- **Record set**:

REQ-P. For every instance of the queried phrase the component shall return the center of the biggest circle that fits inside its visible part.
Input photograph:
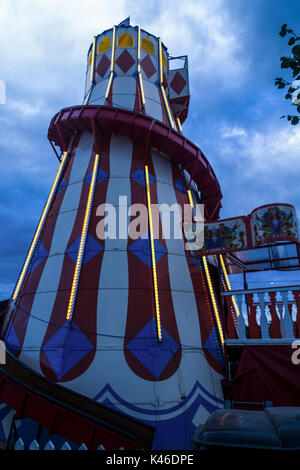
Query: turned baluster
(254, 330)
(264, 326)
(275, 322)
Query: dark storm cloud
(234, 50)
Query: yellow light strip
(161, 79)
(39, 227)
(190, 198)
(228, 285)
(93, 60)
(153, 257)
(111, 64)
(213, 298)
(162, 87)
(82, 240)
(179, 124)
(210, 286)
(139, 67)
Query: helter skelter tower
(132, 323)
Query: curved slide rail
(67, 413)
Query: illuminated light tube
(40, 227)
(213, 299)
(82, 240)
(190, 198)
(162, 87)
(139, 68)
(93, 60)
(111, 64)
(167, 106)
(210, 286)
(141, 88)
(160, 62)
(156, 298)
(228, 284)
(179, 124)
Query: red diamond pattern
(103, 65)
(125, 61)
(147, 66)
(178, 83)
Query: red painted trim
(136, 126)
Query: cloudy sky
(234, 55)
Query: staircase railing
(267, 314)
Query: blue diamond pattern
(212, 345)
(61, 186)
(39, 255)
(92, 248)
(66, 348)
(101, 175)
(153, 355)
(141, 248)
(180, 185)
(139, 176)
(11, 340)
(196, 261)
(4, 429)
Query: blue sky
(234, 55)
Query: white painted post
(264, 327)
(34, 445)
(241, 320)
(287, 320)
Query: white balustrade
(262, 309)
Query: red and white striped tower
(133, 323)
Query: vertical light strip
(190, 198)
(162, 87)
(210, 286)
(93, 60)
(40, 226)
(228, 284)
(213, 299)
(156, 298)
(179, 124)
(111, 64)
(82, 240)
(139, 67)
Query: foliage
(293, 64)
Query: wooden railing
(263, 314)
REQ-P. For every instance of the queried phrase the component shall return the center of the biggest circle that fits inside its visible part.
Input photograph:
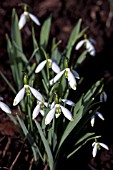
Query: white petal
(92, 120)
(90, 48)
(93, 143)
(55, 67)
(22, 21)
(5, 108)
(80, 43)
(57, 77)
(36, 111)
(104, 146)
(19, 96)
(50, 116)
(36, 93)
(42, 112)
(52, 105)
(69, 102)
(66, 113)
(94, 150)
(76, 75)
(1, 98)
(57, 115)
(40, 66)
(72, 80)
(103, 97)
(100, 115)
(34, 18)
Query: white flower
(93, 117)
(23, 19)
(103, 97)
(56, 110)
(4, 107)
(39, 109)
(88, 45)
(70, 75)
(96, 146)
(51, 64)
(69, 102)
(21, 93)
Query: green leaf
(36, 47)
(71, 125)
(46, 145)
(8, 83)
(15, 32)
(44, 35)
(91, 91)
(35, 149)
(81, 58)
(75, 35)
(82, 142)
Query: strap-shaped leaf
(44, 35)
(71, 125)
(46, 145)
(81, 142)
(35, 149)
(75, 35)
(15, 32)
(91, 91)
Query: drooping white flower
(89, 46)
(56, 110)
(93, 117)
(51, 64)
(96, 146)
(4, 107)
(39, 109)
(21, 93)
(23, 19)
(68, 102)
(70, 75)
(103, 97)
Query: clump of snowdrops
(54, 122)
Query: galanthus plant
(45, 92)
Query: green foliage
(45, 140)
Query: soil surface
(65, 14)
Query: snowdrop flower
(69, 102)
(56, 110)
(39, 109)
(51, 64)
(69, 74)
(4, 107)
(96, 146)
(23, 19)
(93, 117)
(103, 97)
(25, 89)
(88, 46)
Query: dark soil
(14, 154)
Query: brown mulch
(14, 154)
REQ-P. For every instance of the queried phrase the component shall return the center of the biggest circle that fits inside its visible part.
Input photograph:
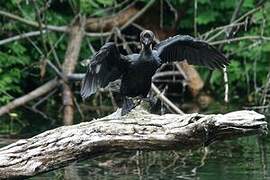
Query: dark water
(243, 158)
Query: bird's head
(147, 38)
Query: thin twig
(240, 39)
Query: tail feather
(89, 85)
(128, 105)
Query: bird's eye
(147, 35)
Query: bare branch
(44, 89)
(138, 130)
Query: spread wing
(106, 66)
(179, 48)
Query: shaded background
(35, 38)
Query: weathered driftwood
(138, 130)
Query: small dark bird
(136, 70)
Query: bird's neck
(147, 49)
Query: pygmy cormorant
(136, 70)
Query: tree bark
(138, 130)
(71, 57)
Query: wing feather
(106, 66)
(179, 48)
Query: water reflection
(245, 158)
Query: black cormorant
(136, 70)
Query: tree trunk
(138, 130)
(71, 57)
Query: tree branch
(45, 88)
(138, 130)
(71, 58)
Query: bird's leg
(150, 99)
(128, 105)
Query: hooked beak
(146, 41)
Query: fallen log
(138, 130)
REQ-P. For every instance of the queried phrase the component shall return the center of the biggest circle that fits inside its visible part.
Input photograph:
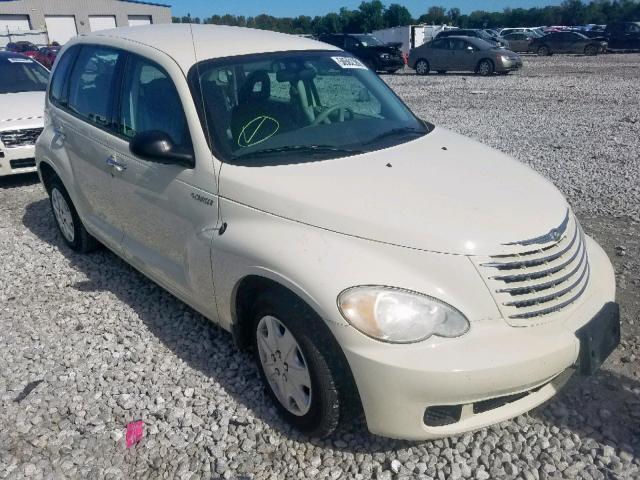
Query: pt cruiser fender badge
(202, 199)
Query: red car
(25, 48)
(47, 56)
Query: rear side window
(90, 84)
(151, 102)
(57, 93)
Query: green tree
(397, 15)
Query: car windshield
(295, 107)
(21, 74)
(369, 41)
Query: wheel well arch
(47, 174)
(485, 59)
(244, 294)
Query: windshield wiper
(300, 149)
(397, 131)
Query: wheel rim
(284, 365)
(62, 212)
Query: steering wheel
(324, 116)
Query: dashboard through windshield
(294, 107)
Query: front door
(83, 128)
(165, 209)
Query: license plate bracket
(598, 338)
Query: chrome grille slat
(20, 138)
(536, 262)
(555, 308)
(537, 274)
(547, 298)
(546, 285)
(543, 280)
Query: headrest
(291, 75)
(248, 91)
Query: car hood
(21, 107)
(443, 193)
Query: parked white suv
(23, 82)
(370, 259)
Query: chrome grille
(537, 282)
(20, 138)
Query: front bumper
(17, 160)
(398, 383)
(508, 65)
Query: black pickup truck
(623, 35)
(371, 51)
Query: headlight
(399, 316)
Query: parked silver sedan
(463, 54)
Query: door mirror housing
(157, 146)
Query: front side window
(21, 74)
(298, 106)
(150, 102)
(91, 83)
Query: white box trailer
(409, 36)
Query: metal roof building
(63, 19)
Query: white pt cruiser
(371, 260)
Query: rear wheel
(543, 51)
(590, 50)
(422, 67)
(67, 220)
(485, 67)
(301, 364)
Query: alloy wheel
(63, 215)
(284, 365)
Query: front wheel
(422, 67)
(67, 220)
(485, 67)
(590, 50)
(543, 51)
(300, 363)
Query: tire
(485, 67)
(590, 50)
(422, 67)
(67, 220)
(329, 394)
(543, 51)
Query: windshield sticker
(349, 62)
(257, 131)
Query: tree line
(374, 15)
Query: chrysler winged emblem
(552, 235)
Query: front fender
(317, 264)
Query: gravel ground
(88, 344)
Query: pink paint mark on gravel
(135, 432)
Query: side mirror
(156, 146)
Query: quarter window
(91, 82)
(150, 102)
(60, 74)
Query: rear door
(83, 128)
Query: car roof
(209, 41)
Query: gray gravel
(87, 344)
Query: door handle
(117, 166)
(59, 132)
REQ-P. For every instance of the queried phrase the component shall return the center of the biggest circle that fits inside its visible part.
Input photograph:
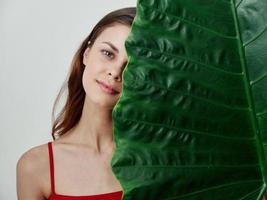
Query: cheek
(88, 79)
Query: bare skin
(82, 156)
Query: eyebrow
(112, 46)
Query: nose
(116, 71)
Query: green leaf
(191, 123)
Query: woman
(76, 165)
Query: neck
(94, 129)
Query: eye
(107, 53)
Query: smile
(106, 89)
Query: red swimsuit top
(54, 196)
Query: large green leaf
(192, 120)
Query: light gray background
(37, 42)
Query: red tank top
(54, 196)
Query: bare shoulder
(33, 159)
(31, 172)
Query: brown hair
(71, 112)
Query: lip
(107, 88)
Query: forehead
(116, 34)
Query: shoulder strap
(51, 163)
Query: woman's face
(104, 63)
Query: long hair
(71, 112)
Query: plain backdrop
(37, 42)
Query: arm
(28, 186)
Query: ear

- **Task description**:
Drop the images and return the data verbatim.

- **Response area**:
REQ-P. For every instance of the queried phrase the component shall return the center of the biggest circle that fits inside its visible part.
Input photograph:
Query: turned baluster
(254, 330)
(264, 326)
(275, 322)
Query: dark storm cloud
(234, 50)
Query: yellow light strip
(161, 79)
(39, 227)
(190, 198)
(228, 285)
(93, 60)
(153, 257)
(111, 64)
(213, 298)
(162, 87)
(82, 240)
(179, 124)
(210, 286)
(139, 67)
Query: helter skelter tower
(132, 323)
Query: curved slide rail
(67, 413)
Query: illuminated light tube
(40, 227)
(213, 299)
(82, 240)
(190, 198)
(162, 87)
(139, 68)
(93, 60)
(111, 64)
(167, 106)
(210, 286)
(141, 88)
(160, 62)
(156, 298)
(228, 284)
(179, 124)
Query: red diamond pattern
(103, 65)
(125, 61)
(147, 66)
(178, 83)
Query: red painted trim
(136, 126)
Query: cloudy sky
(234, 55)
Query: staircase railing
(267, 314)
Query: blue diamond pattern
(212, 345)
(61, 186)
(39, 255)
(92, 248)
(66, 348)
(101, 175)
(153, 355)
(141, 248)
(180, 185)
(139, 176)
(11, 340)
(196, 261)
(4, 429)
Query: blue sky
(234, 55)
Query: white painted post
(264, 327)
(34, 445)
(241, 320)
(287, 320)
Query: white balustrade
(262, 309)
Query: red and white striped tower
(133, 323)
Query: vertical light strip
(190, 198)
(162, 87)
(210, 286)
(93, 60)
(40, 226)
(228, 284)
(213, 299)
(156, 298)
(179, 124)
(111, 64)
(82, 240)
(139, 67)
Query: foliage
(293, 64)
Query: wooden railing
(263, 314)
REQ-P. For every instance of the queried phrase the component shall return the center of the biggest circle that fits inside its visible part.
Input photograph:
Query: white petal
(92, 120)
(90, 48)
(93, 143)
(55, 67)
(22, 21)
(5, 108)
(80, 43)
(57, 77)
(36, 111)
(104, 146)
(19, 96)
(50, 116)
(36, 93)
(42, 112)
(52, 105)
(69, 102)
(66, 113)
(94, 150)
(76, 75)
(1, 98)
(57, 115)
(40, 66)
(72, 80)
(103, 97)
(100, 115)
(34, 18)
Query: white flower
(93, 117)
(23, 19)
(103, 97)
(56, 110)
(4, 107)
(39, 109)
(88, 45)
(70, 75)
(96, 146)
(51, 64)
(69, 102)
(21, 93)
Query: green leaf
(36, 47)
(71, 125)
(46, 145)
(8, 83)
(15, 32)
(44, 35)
(91, 91)
(35, 149)
(81, 58)
(75, 35)
(82, 142)
Query: strap-shaped leaf
(44, 35)
(71, 125)
(46, 145)
(81, 142)
(35, 149)
(75, 35)
(15, 32)
(91, 91)
Query: drooping white flower
(89, 46)
(56, 110)
(93, 117)
(51, 64)
(96, 146)
(4, 107)
(39, 109)
(21, 93)
(23, 19)
(68, 102)
(70, 75)
(103, 97)
Query: clump of snowdrops
(54, 122)
Query: galanthus plant
(45, 92)
Query: green foliage
(45, 140)
Query: soil surface
(65, 14)
Query: snowdrop flower
(69, 102)
(56, 110)
(39, 109)
(51, 64)
(69, 74)
(4, 107)
(96, 146)
(23, 19)
(93, 117)
(103, 97)
(25, 89)
(88, 46)
Query: dark soil
(14, 154)
Query: brown mulch
(14, 154)
REQ-P. For every instance of the queried phrase the component shall return the center of the biggest circle that fits inside its visible part.
Input photograph:
Query: dark water
(243, 158)
Query: bird's head
(147, 38)
Query: thin twig
(240, 39)
Query: tail feather
(89, 85)
(128, 105)
Query: bird's eye
(147, 35)
Query: bare branch
(44, 89)
(138, 130)
Query: spread wing
(106, 66)
(179, 48)
Query: shaded background
(35, 38)
Query: weathered driftwood
(138, 130)
Query: small dark bird
(136, 70)
Query: bird's neck
(147, 49)
Query: pygmy cormorant
(136, 70)
Query: tree bark
(138, 130)
(71, 57)
Query: wing feather
(106, 66)
(179, 48)
Query: water reflection
(245, 158)
Query: black cormorant
(136, 70)
Query: tree trunk
(138, 130)
(71, 57)
Query: tree branch
(45, 88)
(138, 130)
(71, 58)
Query: bird's leg
(150, 99)
(128, 105)
Query: hooked beak
(146, 41)
Query: fallen log
(138, 130)
REQ-P. For every instance of the queried phrase the component shall return the center of the biggest circle that fits inside its visible part.
Input photograph:
Query: pt cruiser fender badge
(202, 199)
Query: red car
(25, 48)
(47, 56)
Query: rear side window
(90, 84)
(151, 102)
(57, 93)
Query: green tree
(397, 15)
Query: car windshield
(295, 107)
(21, 74)
(369, 41)
Query: wheel well arch
(47, 174)
(485, 59)
(244, 294)
Query: windshield wiper
(300, 149)
(397, 131)
Query: wheel rim
(284, 365)
(62, 212)
Query: steering wheel
(324, 116)
Query: dashboard through windshield
(294, 107)
Query: front door
(83, 128)
(165, 209)
Query: license plate bracket
(598, 338)
Query: chrome grille slat
(20, 138)
(536, 262)
(555, 308)
(537, 274)
(547, 298)
(546, 285)
(543, 280)
Query: headrest
(291, 75)
(248, 91)
Query: car hood
(21, 107)
(443, 193)
Query: parked white suv
(23, 82)
(370, 259)
Query: chrome grille
(537, 282)
(20, 138)
Query: front bumper
(17, 160)
(398, 383)
(508, 65)
Query: black pickup truck
(623, 35)
(371, 51)
Query: headlight
(399, 316)
Query: parked silver sedan
(463, 54)
Query: door mirror housing
(157, 146)
Query: front side window
(21, 74)
(298, 106)
(150, 102)
(91, 83)
Query: white box trailer
(409, 36)
Query: metal roof building
(63, 19)
Query: white pt cruiser
(371, 260)
Query: rear wheel
(543, 51)
(590, 50)
(422, 67)
(67, 220)
(485, 67)
(301, 364)
Query: alloy wheel
(63, 215)
(284, 365)
Query: front wheel
(422, 67)
(67, 220)
(485, 67)
(590, 50)
(543, 51)
(300, 363)
Query: tire
(485, 67)
(590, 50)
(422, 67)
(67, 220)
(329, 394)
(543, 51)
Query: windshield sticker
(349, 62)
(257, 131)
Query: tree line
(374, 15)
Query: chrysler winged emblem
(552, 235)
Query: front fender
(317, 264)
Query: gravel ground
(88, 344)
Query: pink paint mark on gravel
(135, 432)
Query: side mirror
(156, 146)
Query: quarter window
(91, 82)
(150, 102)
(60, 74)
Query: rear door
(83, 128)
Query: car roof
(209, 41)
Query: gray gravel
(87, 344)
Query: door handle
(117, 166)
(59, 132)
REQ-P. For every instance of the queried phrase the component shall return the center of the biggest circle that fits inside its visible part.
Input photograph:
Query: cheek
(88, 79)
Query: bare skin
(82, 156)
Query: eyebrow
(112, 46)
Query: nose
(116, 71)
Query: green leaf
(191, 123)
Query: woman
(76, 165)
Query: neck
(94, 129)
Query: eye
(107, 53)
Query: smile
(106, 89)
Query: red swimsuit top
(54, 196)
Query: large green leaf
(192, 120)
Query: light gray background
(37, 42)
Query: red tank top
(54, 196)
Query: bare shoulder
(33, 159)
(31, 172)
Query: brown hair
(71, 112)
Query: lip
(107, 88)
Query: forehead
(116, 34)
Query: shoulder strap
(51, 163)
Query: woman's face
(104, 63)
Query: long hair
(71, 112)
Query: plain backdrop
(37, 42)
Query: arm
(28, 186)
Query: ear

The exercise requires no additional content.